"""

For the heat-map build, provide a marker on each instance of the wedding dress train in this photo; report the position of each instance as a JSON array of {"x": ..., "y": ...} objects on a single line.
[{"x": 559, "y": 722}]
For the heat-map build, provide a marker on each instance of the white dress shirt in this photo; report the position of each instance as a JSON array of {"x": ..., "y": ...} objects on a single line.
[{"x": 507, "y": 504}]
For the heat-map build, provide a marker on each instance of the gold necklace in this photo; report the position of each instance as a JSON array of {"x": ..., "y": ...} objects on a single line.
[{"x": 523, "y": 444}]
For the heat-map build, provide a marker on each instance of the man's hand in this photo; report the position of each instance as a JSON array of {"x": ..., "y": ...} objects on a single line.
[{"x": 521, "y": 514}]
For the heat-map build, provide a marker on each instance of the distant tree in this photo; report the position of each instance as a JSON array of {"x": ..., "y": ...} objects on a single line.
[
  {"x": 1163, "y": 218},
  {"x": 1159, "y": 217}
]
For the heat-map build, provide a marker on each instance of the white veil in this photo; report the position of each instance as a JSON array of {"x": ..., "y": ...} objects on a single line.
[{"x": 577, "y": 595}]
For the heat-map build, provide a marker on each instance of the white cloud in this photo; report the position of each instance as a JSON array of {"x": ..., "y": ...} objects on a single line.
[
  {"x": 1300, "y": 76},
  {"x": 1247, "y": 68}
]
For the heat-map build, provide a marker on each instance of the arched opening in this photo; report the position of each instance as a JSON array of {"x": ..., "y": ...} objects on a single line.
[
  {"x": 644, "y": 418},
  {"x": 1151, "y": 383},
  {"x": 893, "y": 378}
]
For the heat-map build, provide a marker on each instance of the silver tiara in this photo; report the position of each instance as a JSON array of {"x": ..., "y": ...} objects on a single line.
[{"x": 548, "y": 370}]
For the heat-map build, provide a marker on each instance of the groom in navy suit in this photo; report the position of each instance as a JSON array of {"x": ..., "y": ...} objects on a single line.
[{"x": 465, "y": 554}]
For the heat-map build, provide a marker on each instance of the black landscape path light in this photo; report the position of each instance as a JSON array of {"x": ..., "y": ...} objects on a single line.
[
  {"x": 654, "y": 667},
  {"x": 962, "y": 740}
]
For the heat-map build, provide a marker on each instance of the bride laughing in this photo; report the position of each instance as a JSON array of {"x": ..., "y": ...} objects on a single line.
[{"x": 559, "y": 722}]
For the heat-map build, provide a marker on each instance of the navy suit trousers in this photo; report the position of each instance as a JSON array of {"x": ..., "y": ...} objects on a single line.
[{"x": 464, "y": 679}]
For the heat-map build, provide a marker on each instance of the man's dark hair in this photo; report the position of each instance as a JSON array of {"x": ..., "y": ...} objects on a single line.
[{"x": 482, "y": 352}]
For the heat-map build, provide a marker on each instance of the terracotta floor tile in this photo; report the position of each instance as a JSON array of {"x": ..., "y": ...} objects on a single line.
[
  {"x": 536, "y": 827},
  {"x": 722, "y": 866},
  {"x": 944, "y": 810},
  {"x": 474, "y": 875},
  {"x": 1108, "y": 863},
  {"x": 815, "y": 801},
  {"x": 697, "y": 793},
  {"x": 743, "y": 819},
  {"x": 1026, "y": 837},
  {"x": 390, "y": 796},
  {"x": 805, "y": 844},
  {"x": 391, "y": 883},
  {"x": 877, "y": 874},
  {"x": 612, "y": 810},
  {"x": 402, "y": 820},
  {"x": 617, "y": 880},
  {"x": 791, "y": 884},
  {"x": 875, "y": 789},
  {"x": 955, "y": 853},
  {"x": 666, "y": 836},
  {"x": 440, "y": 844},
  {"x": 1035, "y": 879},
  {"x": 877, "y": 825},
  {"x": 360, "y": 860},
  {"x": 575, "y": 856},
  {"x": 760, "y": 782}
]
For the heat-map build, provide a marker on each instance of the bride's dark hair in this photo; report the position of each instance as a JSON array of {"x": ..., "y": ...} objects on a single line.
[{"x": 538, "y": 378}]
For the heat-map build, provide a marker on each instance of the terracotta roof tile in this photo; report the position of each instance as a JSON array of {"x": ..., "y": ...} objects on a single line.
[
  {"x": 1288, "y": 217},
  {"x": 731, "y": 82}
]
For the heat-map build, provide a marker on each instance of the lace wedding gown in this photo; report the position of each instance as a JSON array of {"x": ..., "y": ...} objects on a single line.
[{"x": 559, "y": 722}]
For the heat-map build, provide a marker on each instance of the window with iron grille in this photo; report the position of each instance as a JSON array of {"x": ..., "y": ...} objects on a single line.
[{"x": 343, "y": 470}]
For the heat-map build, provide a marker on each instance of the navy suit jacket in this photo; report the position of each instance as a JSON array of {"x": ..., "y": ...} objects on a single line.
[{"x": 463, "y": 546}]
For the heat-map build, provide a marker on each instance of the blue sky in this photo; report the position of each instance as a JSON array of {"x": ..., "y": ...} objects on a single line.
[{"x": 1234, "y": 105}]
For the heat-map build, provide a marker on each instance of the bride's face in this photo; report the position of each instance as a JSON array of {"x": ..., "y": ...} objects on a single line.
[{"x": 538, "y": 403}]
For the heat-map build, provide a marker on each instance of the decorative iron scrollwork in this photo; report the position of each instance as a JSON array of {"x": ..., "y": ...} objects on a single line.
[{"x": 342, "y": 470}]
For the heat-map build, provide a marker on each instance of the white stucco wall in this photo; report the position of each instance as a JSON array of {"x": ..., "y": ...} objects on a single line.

"""

» Requirement: Copy the data above. Keep each line exact.

» Answer below:
For the heat-map build, provide a marker on each instance of the wedding dress train in this photo; report the position of each instance as a JSON array of {"x": ..., "y": ...} objects on a single line.
[{"x": 559, "y": 722}]
For the heat-map build, provide a marker on each instance of the white dress shirt in this photo; report the position of each instance as a JSON array of {"x": ..., "y": ...} objects on a single line.
[{"x": 507, "y": 504}]
For the heat-map build, provide a marker on each instance of the gold necklace in this photo; report the position of each instance as a JSON array of {"x": ..., "y": ...} objects on a single line.
[{"x": 523, "y": 444}]
For the heat-map build, provide a marker on each instance of the man's hand in this photo; report the position of each instance as a JSON array of {"x": ..., "y": ...} objects on a single line.
[{"x": 521, "y": 514}]
For the heat-map build, provide a marker on each instance of the distant tree in this photo; report the position of each instance as a JSON array of {"x": ..., "y": ...} objects on a single line.
[
  {"x": 1163, "y": 218},
  {"x": 1159, "y": 217}
]
For the heat-map build, provide a marker on each instance of the white veil in this photo; report the position of each instance as a JSON array of {"x": ..., "y": ...} objects on a single line.
[{"x": 577, "y": 595}]
For the heat-map build, provide a marker on each instance of the white cloud in this photo; report the position of each instance as a JSON array of {"x": ..., "y": ...} objects on a single line.
[
  {"x": 1300, "y": 76},
  {"x": 1247, "y": 68}
]
For the heat-map build, provide a marker on each instance of the arched opening in this photo; report the position of each instance as a JSON array of {"x": ..., "y": ...} objects on a single line.
[
  {"x": 644, "y": 418},
  {"x": 1151, "y": 383},
  {"x": 893, "y": 378}
]
For the heat-map build, provide a marker on each instance of the silver tiara in this photo; report the position of each instance as a JSON array of {"x": ..., "y": ...} objects on a single line.
[{"x": 548, "y": 370}]
For the heat-map build, provide a marker on each instance of the groom in navy suit in this photo; report the position of each instance as a JSON array of {"x": ..., "y": ...} objects on a single line.
[{"x": 465, "y": 554}]
For the heat-map build, provide a marker on each instance of the black landscape path light in this photo; report the position of each instance as a JSON array of {"x": ..., "y": ...} objects on a single line.
[
  {"x": 654, "y": 667},
  {"x": 962, "y": 740}
]
For the heat-map build, provide a marker on each instance of the bride laughing in this photo; report the position of each instance as a JSON array of {"x": ..., "y": ...} objects on a single line.
[{"x": 559, "y": 722}]
For the heat-map build, provide a marker on each instance of the navy suit trousers in this photo; report the position of each instance as a JSON array of {"x": ..., "y": ...} objects on a single line.
[{"x": 464, "y": 679}]
For the heat-map build, provide a marker on each instance of the man's dark hair in this photo; report the position of each instance as a JSON array of {"x": ..., "y": ...} objects on a single line.
[{"x": 482, "y": 352}]
For the heat-map build, provide a marker on each instance of the terracotta floor tile in this photo; report the position of each instance as a JSON array of {"x": ..., "y": ...} objects on a single line.
[
  {"x": 536, "y": 827},
  {"x": 722, "y": 866},
  {"x": 944, "y": 810},
  {"x": 474, "y": 875},
  {"x": 1108, "y": 863},
  {"x": 815, "y": 801},
  {"x": 697, "y": 793},
  {"x": 743, "y": 819},
  {"x": 1026, "y": 837},
  {"x": 390, "y": 796},
  {"x": 805, "y": 844},
  {"x": 391, "y": 883},
  {"x": 877, "y": 874},
  {"x": 612, "y": 810},
  {"x": 402, "y": 820},
  {"x": 617, "y": 880},
  {"x": 791, "y": 884},
  {"x": 875, "y": 789},
  {"x": 955, "y": 853},
  {"x": 666, "y": 836},
  {"x": 440, "y": 844},
  {"x": 1035, "y": 879},
  {"x": 877, "y": 825},
  {"x": 360, "y": 860},
  {"x": 575, "y": 856},
  {"x": 760, "y": 782}
]
For the heat-map build, provide a marker on each instance of the bride's dark hair in this photo; report the position of each instance as a JSON array of {"x": ..., "y": ...} objects on a single line.
[{"x": 538, "y": 378}]
For the heat-map build, provide a marker on each instance of the terracotta roof tile in this photo; report the position of each instance as a JSON array of {"x": ..., "y": ...} objects on a single line.
[
  {"x": 1288, "y": 217},
  {"x": 731, "y": 82}
]
For the heat-map build, provide a marker on each instance of the lace wedding gown in this photo; report the position of each instance as a JSON array of {"x": ..., "y": ...} objects on a single line.
[{"x": 559, "y": 722}]
For the heat-map build, provide a marker on each instance of the window with iron grille in this photo; report the position of each instance as a JSON array of {"x": ..., "y": ...} objects on a single line.
[{"x": 343, "y": 470}]
For the heat-map build, provide a marker on each instance of the navy suit jacket in this photo; report the position of each instance as a JSON array of {"x": ..., "y": ...} objects on a single line.
[{"x": 463, "y": 546}]
For the heat-map build, provide a marker on each instance of the blue sky in this photo; report the position of each instance as a JSON array of {"x": ..., "y": ...} objects on a single line.
[{"x": 1234, "y": 105}]
For the heat-map build, provide a marker on each instance of the bride's face in this photo; report the position of each instance as a JSON array of {"x": ..., "y": ...} objects on a single line.
[{"x": 538, "y": 403}]
For the heat-map build, provide a marker on each instance of the decorative iron scrollwork in this photo; report the position of each instance as a JSON array of {"x": ..., "y": ...} objects on a single line.
[{"x": 342, "y": 470}]
For the heat-map build, provide a marker on each instance of the white stucco wall in this photo; report the position of each instance as a JSON array of {"x": ..., "y": ...} objects on a single line.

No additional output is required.